What is needed: In the essay on motherhood, what does the writer call by far the hardest part of being a mother?

Extract to read:
▶

The pragmatics of mothering, the meal prep and lunch bags, the homework, the chauffeuring and learning to tolerate the child centred activities: the birthday parties, the bowling alleys, the soccer fields and hockey arenas… all of that can be managed. For me, by far the hardest part of being a mother is that you’re “only ever as happy as your unhappiest child.” The scraped knees and fevers, the broken hearts, the car accidents, and the plethora of little wounds that befall our children are far more agonizing than anything we could experience ourselves. The mother bond is like a Chinese finger trap and cuts deep when tested.
Despite all the hard graft of mothering, the blessings…the gifts far outweigh the grievances. I am not the person I was before I became a mother. My children changed me. Mother love is the fiercest, most intense, highest frequency, unconditional love that we can experience. No one… no one will ever love you like your mother does. Motherhood is a transformative experience. It taught me humility and patience, it showed me how little we can control and how much we have to be grateful for every day we get to spend together. Even as adults my kids continue to help me grow with their contemporary take on what constitutes a life well lived and their insights on how we should best spend our time. To be clear, I am in no way suggesting that cohabitating with twenty somethings is easy. It is not. But the Zoomer zeitgeist does keep things interesting.
In short, being a mother, in my experience, is both the best of times and the worst of times. Would I choose to become a mother again, with the perspective of time, and the convenient memory of a woman well past the heavy-lifting years of mothering – an emphatic, “yes.” Adding up all the mom hours I have logged over a lifetime, do I sometimes wonder what I might have accomplished had I spent that time in pursuit of projects more in keeping with my natural inclinations – again “Yes.” Do I crave a more serene environment with less shoes at the door, fewer dishes in the sink, with more time to read and walk and wonder, without consideration of anyone’s needs but my own? “Perhaps.” Do I sometimes fantasize about an alternate life where I am a lady of leisure and letters, in Rembrandt-lit rooms filled with books, reclining in a Chaise-lounge overlooking the sea… CBC radio my only company? Of course, I have…Moms are human beings too you know. Did I live up to the bar my own mother set? Did I do my job well? Am I the True North that will help guide my children in making decisions that align with their values and beliefs when it is my time to “walk invisible?” I hope so. All I know for sure is that I would rather be a merely adequate or average mother to my two darling descendants than an excellent anything else.

◀

Material shown:
▶

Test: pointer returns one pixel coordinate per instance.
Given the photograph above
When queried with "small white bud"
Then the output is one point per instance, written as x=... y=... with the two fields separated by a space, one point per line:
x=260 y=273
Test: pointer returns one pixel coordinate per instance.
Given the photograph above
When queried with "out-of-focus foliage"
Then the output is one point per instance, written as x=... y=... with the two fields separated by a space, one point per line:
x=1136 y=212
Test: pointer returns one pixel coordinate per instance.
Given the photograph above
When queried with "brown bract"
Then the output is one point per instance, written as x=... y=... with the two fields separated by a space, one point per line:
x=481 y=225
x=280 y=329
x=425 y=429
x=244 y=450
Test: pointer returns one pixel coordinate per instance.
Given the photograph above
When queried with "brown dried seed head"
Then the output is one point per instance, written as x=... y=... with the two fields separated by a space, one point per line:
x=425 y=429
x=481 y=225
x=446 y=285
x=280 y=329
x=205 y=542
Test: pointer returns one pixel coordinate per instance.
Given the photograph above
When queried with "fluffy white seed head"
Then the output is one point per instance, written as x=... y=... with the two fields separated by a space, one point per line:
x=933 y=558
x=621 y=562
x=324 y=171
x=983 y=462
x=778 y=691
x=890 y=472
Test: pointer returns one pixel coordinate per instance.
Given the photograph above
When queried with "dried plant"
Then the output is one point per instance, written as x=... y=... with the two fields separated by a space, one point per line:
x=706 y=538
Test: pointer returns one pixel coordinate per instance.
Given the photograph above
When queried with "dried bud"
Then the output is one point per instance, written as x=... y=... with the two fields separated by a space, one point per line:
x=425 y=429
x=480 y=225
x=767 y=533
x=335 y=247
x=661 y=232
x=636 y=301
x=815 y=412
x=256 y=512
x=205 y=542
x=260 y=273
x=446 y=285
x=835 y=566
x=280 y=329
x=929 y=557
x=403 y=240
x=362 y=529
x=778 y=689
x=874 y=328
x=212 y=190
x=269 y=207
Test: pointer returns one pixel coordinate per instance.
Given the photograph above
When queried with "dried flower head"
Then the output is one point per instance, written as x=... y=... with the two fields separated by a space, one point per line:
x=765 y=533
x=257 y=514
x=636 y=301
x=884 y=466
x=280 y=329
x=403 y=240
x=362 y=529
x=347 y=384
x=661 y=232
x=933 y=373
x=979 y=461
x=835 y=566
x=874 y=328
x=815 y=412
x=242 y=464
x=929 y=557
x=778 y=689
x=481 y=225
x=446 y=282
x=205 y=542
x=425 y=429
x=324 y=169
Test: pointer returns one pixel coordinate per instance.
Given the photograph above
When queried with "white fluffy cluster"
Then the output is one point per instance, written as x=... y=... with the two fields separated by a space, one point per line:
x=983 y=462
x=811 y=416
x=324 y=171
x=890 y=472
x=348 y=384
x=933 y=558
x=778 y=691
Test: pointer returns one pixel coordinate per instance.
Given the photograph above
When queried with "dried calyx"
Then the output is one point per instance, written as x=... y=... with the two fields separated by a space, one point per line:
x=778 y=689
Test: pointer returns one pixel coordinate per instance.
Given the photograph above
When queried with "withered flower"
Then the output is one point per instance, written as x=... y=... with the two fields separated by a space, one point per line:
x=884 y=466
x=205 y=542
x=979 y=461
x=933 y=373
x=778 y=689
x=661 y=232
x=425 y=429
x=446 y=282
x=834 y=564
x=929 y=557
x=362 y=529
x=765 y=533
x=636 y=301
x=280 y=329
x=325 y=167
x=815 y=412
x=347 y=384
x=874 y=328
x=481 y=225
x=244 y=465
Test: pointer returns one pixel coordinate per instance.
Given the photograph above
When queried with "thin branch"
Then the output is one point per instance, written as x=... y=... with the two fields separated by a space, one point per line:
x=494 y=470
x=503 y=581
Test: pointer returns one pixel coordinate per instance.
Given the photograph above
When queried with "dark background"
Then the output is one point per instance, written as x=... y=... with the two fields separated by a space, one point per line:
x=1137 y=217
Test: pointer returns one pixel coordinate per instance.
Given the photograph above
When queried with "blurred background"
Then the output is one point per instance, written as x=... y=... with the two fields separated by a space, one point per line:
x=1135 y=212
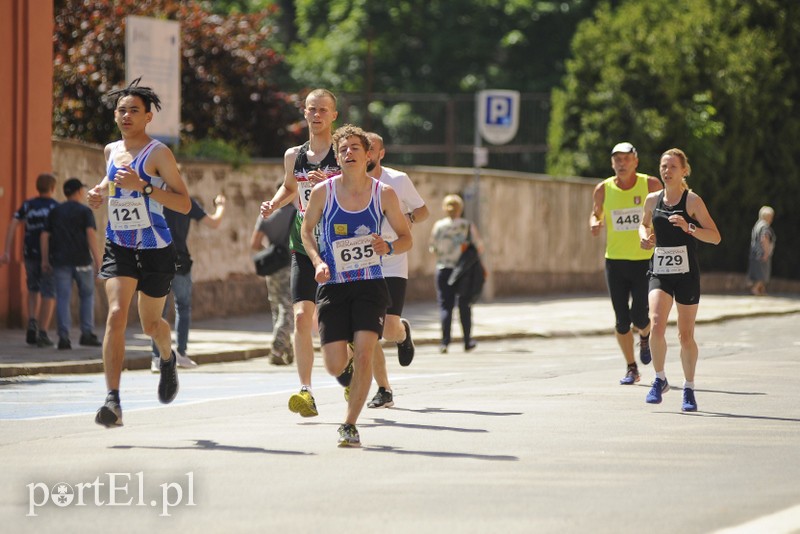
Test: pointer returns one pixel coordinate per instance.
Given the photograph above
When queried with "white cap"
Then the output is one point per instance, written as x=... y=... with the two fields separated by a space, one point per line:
x=624 y=147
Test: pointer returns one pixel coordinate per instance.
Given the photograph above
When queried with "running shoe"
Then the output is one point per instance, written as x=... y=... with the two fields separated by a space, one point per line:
x=303 y=403
x=42 y=340
x=348 y=436
x=689 y=402
x=168 y=383
x=405 y=349
x=644 y=350
x=110 y=414
x=32 y=332
x=382 y=399
x=631 y=377
x=347 y=375
x=278 y=359
x=186 y=362
x=659 y=387
x=90 y=340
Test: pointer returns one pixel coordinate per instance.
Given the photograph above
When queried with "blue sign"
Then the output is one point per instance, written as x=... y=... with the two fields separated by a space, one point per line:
x=498 y=115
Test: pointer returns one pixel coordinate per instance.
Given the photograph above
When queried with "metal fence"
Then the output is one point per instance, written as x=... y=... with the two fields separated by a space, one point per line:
x=439 y=129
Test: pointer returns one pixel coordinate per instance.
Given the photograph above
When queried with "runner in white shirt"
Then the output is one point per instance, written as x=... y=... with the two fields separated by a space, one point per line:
x=395 y=271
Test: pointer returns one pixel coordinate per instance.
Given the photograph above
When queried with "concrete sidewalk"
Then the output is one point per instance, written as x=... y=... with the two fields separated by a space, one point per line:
x=245 y=337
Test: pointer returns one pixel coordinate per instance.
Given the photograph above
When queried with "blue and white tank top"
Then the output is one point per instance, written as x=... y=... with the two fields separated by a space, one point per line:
x=134 y=220
x=346 y=236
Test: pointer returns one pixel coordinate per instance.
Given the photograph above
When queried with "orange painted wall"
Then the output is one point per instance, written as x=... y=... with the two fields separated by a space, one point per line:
x=26 y=103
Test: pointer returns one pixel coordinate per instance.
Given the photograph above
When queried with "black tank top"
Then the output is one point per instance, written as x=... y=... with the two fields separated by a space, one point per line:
x=668 y=235
x=301 y=169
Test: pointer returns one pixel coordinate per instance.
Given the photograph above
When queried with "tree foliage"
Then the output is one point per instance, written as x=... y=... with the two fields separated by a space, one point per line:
x=232 y=72
x=717 y=78
x=419 y=46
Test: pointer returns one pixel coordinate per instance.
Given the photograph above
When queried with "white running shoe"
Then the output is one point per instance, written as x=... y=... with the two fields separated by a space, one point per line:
x=185 y=362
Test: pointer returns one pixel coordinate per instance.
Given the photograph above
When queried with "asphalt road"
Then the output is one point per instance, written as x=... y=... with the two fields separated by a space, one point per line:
x=518 y=436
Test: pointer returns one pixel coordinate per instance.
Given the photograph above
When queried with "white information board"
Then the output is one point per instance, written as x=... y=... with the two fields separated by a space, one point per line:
x=153 y=51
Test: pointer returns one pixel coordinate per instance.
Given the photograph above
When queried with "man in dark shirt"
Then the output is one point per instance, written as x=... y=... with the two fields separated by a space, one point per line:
x=182 y=283
x=41 y=291
x=71 y=252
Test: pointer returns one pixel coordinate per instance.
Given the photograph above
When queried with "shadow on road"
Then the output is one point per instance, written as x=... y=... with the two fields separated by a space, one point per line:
x=209 y=445
x=440 y=454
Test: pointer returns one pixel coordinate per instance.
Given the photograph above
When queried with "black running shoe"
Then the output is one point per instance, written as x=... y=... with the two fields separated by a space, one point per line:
x=168 y=383
x=90 y=340
x=405 y=349
x=110 y=414
x=42 y=340
x=382 y=399
x=347 y=376
x=32 y=333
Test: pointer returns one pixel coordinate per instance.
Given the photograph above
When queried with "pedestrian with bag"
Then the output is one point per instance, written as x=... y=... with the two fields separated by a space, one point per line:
x=273 y=262
x=450 y=237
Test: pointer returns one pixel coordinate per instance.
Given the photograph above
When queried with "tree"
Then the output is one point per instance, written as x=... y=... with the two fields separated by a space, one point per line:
x=717 y=78
x=362 y=46
x=231 y=73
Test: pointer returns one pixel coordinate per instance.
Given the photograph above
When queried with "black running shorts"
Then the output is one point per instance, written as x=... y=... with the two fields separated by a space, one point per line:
x=154 y=268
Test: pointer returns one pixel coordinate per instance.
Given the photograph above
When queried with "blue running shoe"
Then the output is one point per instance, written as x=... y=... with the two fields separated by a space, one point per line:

◀

Answer box: That you're "only ever as happy as your unhappiest child."